**PAGE TEXT:**
>> begin

From Casetext: Smarter Legal Research

Culotta v. Corp Crawford

United States District Court, Eastern District of Tennessee
Jun 30, 2023
1:23-cv-142 (E.D. Tenn. Jun. 30, 2023)

Opinion

1:23-cv-142

06-30-2023

JEREMIAH CULOTTA, Plaintiff, v. CORP CRAWFORD, CO KEENE, CO BOWSER, CO NORTON, and SULLIVAN COUNTY, Defendants.


Susan K. Lee, Magistrate Judge

MEMORANDUM AND ORDER

TRAVIS R. MCDONOUGH, UNITED STATES DISTRICT JUDGE

Plaintiff, a pretrial detainee housed at the Sullivan County Jail, has filed a pro se civil rights action under 42 U.S.C. 1983 (Doc. 1), along with a motion for leave to proceed in forma pauperis (Doc. 4). The Court will address Plaintiff's motion prior to screening his complaint in accordance with the Prison Litigation Reform Act (“PLRA”) to determine whether it states a justiciable claim. 28 U.S.C. § 1915A.

Plaintiff does not disclose his custodial status, but the Court notes he is not listed as an inmate in the publicly available database of the Tennessee Department of Correction. Tenn. Dep't of Corr., “Felony Offender Information,” https://foil.app.tn.gov/foil/search.jsp (last accessed June 28, 2023). Accordingly, the Court assumes for present purposes that he was a pretrial detainee at the time of the incidents alleged in his complaint.

I. MOTION TO PROCEED IN FORMA PAUPERIS

It appears from Plaintiff's motion (Doc. 4) that he lacks sufficient financial resources to pay the filing fee. Accordingly, pursuant to 28 U.S.C. § 1915, this motion will be GRANTED.

Plaintiff will be ASSESSED the civil filing fee of $350.00. The custodian of Plaintiff's inmate trust account will be DIRECTED to submit to the Clerk, U.S. District Court, 900 Georgia Avenue, Suite 309, Chattanooga, Tennessee 37402 twenty percent (20%) of Plaintiff's preceding monthly income (or income credited to Plaintiff's trust account for the preceding month), but only when such monthly income exceeds ten dollars ($10.00), until the full filing fee of three hundred fifty dollars ($350.00) as authorized under 28 U.S.C. § 1914(a) has been paid to the Clerk. 28 U.S.C. § 1915(b)(2).

To ensure compliance with this fee-collection procedure, the Clerk will be DIRECTED to mail a copy of this Memorandum and Order to the custodian of inmate accounts at the institution where Plaintiff is now confined. The Clerk will also be DIRECTED to furnish a copy of this Order to the Court's financial deputy. This Order shall be placed in Plaintiff's prison file and follow him if he is transferred to another correctional institution.

>> end

**ENTRIES SUPPLIED:**
>> begin

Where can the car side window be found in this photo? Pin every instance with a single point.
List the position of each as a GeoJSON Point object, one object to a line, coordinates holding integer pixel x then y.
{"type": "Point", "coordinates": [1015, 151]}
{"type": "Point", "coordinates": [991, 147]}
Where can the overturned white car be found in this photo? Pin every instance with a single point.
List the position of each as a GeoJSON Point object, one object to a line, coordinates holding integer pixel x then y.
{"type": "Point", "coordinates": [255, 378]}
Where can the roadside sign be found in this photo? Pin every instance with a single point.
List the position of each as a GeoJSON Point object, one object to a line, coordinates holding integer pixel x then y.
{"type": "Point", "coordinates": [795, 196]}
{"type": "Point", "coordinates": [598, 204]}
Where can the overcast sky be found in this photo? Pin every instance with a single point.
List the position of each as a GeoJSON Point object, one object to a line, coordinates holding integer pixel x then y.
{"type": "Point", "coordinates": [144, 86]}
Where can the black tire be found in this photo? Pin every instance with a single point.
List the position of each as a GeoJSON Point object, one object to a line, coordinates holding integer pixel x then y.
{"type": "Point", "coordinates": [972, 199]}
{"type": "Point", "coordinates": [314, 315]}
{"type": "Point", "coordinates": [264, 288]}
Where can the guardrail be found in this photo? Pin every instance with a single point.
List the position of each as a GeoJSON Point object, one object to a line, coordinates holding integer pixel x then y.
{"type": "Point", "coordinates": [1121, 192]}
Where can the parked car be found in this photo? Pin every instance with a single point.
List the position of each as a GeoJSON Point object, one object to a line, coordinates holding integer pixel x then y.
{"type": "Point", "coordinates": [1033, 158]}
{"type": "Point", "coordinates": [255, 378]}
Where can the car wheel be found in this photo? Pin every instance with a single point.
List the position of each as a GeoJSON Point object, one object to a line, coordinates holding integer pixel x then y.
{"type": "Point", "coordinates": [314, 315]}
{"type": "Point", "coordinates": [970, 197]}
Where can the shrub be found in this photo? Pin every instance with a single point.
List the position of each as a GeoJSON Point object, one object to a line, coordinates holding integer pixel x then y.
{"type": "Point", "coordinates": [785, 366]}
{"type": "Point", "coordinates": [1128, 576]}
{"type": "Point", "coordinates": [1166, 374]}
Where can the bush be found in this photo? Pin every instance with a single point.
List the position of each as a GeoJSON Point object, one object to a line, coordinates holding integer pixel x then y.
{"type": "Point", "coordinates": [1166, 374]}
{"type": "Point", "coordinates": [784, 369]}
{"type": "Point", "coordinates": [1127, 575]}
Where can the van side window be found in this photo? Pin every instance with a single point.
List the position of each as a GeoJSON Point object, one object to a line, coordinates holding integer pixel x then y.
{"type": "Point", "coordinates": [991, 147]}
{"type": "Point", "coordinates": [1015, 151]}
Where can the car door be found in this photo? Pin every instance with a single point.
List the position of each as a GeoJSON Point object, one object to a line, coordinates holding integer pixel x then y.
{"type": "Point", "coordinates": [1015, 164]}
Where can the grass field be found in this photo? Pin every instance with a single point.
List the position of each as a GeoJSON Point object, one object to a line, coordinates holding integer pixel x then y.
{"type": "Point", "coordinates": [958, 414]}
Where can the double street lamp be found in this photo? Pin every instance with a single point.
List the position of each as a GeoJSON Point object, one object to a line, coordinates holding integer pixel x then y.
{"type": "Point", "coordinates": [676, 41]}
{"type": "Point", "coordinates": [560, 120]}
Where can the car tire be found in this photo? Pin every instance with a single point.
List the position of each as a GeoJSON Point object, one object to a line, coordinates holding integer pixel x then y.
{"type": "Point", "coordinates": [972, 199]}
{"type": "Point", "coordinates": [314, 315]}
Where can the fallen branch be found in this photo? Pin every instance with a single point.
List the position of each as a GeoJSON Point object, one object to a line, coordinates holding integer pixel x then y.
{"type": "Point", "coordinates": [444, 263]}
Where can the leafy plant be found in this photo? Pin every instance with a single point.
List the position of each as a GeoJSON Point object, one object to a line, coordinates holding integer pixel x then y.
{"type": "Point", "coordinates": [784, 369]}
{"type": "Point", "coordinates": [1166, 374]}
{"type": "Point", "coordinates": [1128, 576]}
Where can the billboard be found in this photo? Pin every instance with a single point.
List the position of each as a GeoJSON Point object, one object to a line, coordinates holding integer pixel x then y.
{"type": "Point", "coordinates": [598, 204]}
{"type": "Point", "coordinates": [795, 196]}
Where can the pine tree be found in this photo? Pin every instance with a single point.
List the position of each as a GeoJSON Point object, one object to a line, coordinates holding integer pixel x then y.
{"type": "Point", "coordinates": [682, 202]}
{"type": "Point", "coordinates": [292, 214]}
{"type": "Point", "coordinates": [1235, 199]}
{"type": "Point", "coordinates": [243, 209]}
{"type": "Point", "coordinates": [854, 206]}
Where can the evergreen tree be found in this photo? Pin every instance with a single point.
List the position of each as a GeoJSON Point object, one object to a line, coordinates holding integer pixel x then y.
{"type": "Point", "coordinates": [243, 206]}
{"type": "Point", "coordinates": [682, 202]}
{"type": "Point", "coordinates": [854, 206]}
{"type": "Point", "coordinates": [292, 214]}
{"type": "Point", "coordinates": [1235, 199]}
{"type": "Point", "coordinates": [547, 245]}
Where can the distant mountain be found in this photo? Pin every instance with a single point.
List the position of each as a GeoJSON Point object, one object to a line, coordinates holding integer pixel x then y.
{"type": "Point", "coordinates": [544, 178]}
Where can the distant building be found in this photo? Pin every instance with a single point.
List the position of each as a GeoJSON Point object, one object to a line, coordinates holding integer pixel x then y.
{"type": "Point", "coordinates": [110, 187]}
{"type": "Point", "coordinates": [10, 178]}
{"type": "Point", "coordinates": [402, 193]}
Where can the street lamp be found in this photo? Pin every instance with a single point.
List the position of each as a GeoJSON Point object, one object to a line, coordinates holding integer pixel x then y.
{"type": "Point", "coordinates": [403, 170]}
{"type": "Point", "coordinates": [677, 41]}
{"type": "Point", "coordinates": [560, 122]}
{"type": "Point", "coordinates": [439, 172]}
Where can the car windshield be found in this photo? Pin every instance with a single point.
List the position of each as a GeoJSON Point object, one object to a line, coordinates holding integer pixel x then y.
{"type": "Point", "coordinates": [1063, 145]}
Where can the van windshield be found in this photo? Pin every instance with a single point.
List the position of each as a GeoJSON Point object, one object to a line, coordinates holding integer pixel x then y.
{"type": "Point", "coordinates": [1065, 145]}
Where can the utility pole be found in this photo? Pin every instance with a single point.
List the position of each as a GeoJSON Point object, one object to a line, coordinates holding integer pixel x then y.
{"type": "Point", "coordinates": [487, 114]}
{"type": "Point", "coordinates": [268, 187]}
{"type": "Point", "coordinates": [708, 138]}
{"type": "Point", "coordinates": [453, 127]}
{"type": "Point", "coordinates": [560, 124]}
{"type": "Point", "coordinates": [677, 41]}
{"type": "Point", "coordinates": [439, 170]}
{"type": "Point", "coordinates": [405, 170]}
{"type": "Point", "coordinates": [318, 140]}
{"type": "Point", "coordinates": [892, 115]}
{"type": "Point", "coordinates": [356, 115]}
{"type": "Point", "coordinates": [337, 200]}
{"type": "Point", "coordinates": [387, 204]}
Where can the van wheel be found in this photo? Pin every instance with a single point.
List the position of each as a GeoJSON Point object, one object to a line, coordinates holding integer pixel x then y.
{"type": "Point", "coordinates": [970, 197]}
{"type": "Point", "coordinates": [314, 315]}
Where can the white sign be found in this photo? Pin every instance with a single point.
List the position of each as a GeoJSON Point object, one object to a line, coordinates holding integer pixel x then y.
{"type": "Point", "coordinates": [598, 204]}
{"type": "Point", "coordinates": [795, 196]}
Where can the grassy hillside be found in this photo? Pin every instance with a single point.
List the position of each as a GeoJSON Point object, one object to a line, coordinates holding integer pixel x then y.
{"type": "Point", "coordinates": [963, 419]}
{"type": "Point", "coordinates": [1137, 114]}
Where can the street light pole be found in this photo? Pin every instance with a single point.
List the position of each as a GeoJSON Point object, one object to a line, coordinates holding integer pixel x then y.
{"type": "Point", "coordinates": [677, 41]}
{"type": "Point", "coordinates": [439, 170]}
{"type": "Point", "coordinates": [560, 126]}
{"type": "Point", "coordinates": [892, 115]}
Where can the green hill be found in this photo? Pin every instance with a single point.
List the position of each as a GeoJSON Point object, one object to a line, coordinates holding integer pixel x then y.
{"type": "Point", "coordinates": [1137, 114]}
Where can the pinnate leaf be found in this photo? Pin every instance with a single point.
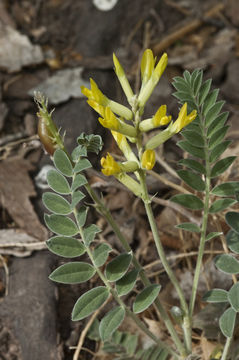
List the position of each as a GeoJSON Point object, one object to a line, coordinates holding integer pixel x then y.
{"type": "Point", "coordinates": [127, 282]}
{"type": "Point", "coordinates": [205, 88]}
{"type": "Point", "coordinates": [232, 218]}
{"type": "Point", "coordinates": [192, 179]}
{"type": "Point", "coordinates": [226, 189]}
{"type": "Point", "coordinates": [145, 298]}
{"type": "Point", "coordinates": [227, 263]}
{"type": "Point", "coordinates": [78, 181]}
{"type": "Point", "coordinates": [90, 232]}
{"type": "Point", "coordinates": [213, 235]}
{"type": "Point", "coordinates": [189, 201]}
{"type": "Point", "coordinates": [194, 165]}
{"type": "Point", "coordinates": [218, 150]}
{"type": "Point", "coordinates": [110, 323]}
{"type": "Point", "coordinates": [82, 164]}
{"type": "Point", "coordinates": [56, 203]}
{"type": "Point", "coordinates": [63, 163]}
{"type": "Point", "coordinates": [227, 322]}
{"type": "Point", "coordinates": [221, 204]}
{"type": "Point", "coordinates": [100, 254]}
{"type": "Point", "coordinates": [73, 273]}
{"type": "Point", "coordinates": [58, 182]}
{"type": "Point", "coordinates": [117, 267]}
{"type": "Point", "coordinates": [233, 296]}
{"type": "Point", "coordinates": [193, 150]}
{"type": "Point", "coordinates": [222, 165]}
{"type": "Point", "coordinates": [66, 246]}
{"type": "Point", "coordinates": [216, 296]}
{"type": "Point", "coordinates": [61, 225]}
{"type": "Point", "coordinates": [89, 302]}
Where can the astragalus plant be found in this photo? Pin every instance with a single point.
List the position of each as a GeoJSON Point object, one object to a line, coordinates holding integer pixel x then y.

>> end

**DIRECTIVES:**
(a) Can you give the passage of the court memorandum again, from "JEREMIAH CULOTTA, Plaintiff, v." up to and including "U.S.C. § 1915A.", with "pretrial detainee" switched to "county inmate"?
(b) Who are all the defendants named in the court memorandum's case caption?

**SOLUTIONS IN ORDER:**
(a)
JEREMIAH CULOTTA, Plaintiff, v. CORP CRAWFORD, CO KEENE, CO BOWSER, CO NORTON, and SULLIVAN COUNTY, Defendants.


Susan K. Lee, Magistrate Judge

MEMORANDUM AND ORDER

TRAVIS R. MCDONOUGH, UNITED STATES DISTRICT JUDGE

Plaintiff, a county inmate housed at the Sullivan County Jail, has filed a pro se civil rights action under 42 U.S.C. 1983 (Doc. 1), along with a motion for leave to proceed in forma pauperis (Doc. 4). The Court will address Plaintiff's motion prior to screening his complaint in accordance with the Prison Litigation Reform Act (“PLRA”) to determine whether it states a justiciable claim. 28 U.S.C. § 1915A.

(b) CORP CRAWFORD, CO KEENE, CO BOWSER, CO NORTON, and SULLIVAN COUNTY